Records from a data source
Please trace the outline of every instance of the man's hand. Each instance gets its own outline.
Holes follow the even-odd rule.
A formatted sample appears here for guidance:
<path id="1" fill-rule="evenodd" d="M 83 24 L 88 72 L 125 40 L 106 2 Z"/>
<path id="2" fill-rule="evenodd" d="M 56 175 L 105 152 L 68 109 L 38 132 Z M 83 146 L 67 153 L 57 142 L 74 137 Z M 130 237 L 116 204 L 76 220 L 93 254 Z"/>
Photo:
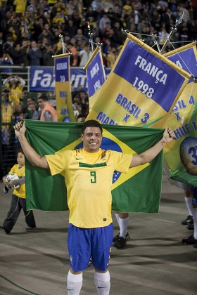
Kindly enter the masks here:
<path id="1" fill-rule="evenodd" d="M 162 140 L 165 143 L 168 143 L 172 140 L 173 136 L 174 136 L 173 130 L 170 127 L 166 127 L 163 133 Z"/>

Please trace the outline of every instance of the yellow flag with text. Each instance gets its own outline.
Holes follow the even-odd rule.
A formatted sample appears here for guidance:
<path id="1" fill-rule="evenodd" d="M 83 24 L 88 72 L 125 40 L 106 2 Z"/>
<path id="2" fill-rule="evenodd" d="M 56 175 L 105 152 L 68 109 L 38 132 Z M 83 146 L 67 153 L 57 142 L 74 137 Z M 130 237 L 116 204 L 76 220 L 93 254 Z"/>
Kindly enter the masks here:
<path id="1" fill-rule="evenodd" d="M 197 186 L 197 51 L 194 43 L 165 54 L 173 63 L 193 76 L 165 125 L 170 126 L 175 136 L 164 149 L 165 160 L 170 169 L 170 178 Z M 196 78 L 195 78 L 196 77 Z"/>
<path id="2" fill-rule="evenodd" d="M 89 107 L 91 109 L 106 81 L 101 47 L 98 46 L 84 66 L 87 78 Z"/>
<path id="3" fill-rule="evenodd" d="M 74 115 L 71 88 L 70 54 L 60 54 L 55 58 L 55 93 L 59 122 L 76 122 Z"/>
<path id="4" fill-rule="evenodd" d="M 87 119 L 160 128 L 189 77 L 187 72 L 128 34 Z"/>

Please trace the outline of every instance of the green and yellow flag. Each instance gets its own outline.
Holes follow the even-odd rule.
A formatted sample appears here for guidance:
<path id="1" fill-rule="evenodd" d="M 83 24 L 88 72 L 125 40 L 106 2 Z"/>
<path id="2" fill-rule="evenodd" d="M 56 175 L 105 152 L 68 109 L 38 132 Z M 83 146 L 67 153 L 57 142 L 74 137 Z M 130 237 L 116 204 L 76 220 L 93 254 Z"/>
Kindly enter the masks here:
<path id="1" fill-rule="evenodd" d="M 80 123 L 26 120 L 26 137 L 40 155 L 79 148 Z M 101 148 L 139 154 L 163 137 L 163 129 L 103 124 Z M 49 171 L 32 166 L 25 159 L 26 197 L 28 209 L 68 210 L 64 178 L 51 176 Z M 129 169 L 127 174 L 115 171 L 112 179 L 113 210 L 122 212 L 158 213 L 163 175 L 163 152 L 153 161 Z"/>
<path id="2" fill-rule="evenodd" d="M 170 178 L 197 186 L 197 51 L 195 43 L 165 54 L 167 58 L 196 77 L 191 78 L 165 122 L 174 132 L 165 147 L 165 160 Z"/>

◆ GOAL OF THE EXERCISE
Change every "formatted sample" in the lines above to "formatted example" and reproduce them otherwise unaltered, leaving out the pictures.

◆ SOLUTION FOR THIS TASK
Please trace the outline of every instance of the man's hand. Each instance gets its own outline.
Holes follow the even-odd rule.
A formatted example appears here for guidance:
<path id="1" fill-rule="evenodd" d="M 83 24 L 88 72 L 125 40 L 106 2 Z"/>
<path id="2" fill-rule="evenodd" d="M 56 175 L 105 152 L 68 109 L 38 132 Z M 83 146 L 67 153 L 57 142 L 74 137 Z M 130 237 L 116 204 L 76 220 L 93 254 Z"/>
Photo:
Kindly enter the masks here:
<path id="1" fill-rule="evenodd" d="M 162 140 L 165 143 L 168 143 L 172 140 L 173 136 L 174 136 L 173 130 L 170 127 L 166 127 L 163 133 Z"/>

Please trace the outline of every instance of the yellow flag with text. Each instance gets its own outline.
Holes follow the even-odd rule.
A formatted example appears here for guidance:
<path id="1" fill-rule="evenodd" d="M 83 24 L 88 72 L 125 40 L 106 2 Z"/>
<path id="2" fill-rule="evenodd" d="M 56 175 L 105 152 L 68 109 L 38 132 Z M 83 146 L 67 153 L 57 142 L 74 137 Z M 130 237 L 116 204 L 76 220 L 93 254 Z"/>
Kindly enter the masks here:
<path id="1" fill-rule="evenodd" d="M 197 186 L 197 51 L 194 43 L 165 54 L 173 63 L 193 76 L 165 125 L 170 126 L 175 136 L 164 149 L 165 160 L 170 169 L 170 178 Z M 196 78 L 195 78 L 196 77 Z"/>
<path id="2" fill-rule="evenodd" d="M 89 107 L 91 109 L 106 81 L 101 47 L 98 46 L 84 66 L 87 78 Z"/>
<path id="3" fill-rule="evenodd" d="M 74 115 L 71 88 L 70 54 L 60 54 L 55 58 L 55 93 L 59 122 L 76 122 Z"/>
<path id="4" fill-rule="evenodd" d="M 87 119 L 160 128 L 189 77 L 187 72 L 128 34 Z"/>

Please trace the outline of every instance of the green and yellow flag. Each instance gets its own outline.
Holes follow the even-odd rule.
A formatted example appears here for guidance:
<path id="1" fill-rule="evenodd" d="M 83 24 L 88 72 L 125 40 L 106 2 Z"/>
<path id="2" fill-rule="evenodd" d="M 56 175 L 105 152 L 68 109 L 38 132 Z M 83 146 L 67 153 L 57 142 L 74 137 Z M 130 237 L 116 204 L 76 220 L 93 254 Z"/>
Kindly enter the masks here:
<path id="1" fill-rule="evenodd" d="M 80 123 L 26 120 L 26 137 L 40 155 L 79 148 Z M 101 148 L 139 154 L 163 137 L 163 129 L 103 124 Z M 49 171 L 32 166 L 25 159 L 26 197 L 28 209 L 68 210 L 64 178 L 51 176 Z M 129 169 L 127 174 L 115 171 L 112 179 L 113 210 L 122 212 L 158 213 L 163 175 L 163 152 L 153 161 Z"/>
<path id="2" fill-rule="evenodd" d="M 170 178 L 197 186 L 197 51 L 195 43 L 165 54 L 167 58 L 196 77 L 191 78 L 165 122 L 174 132 L 165 147 L 165 160 Z"/>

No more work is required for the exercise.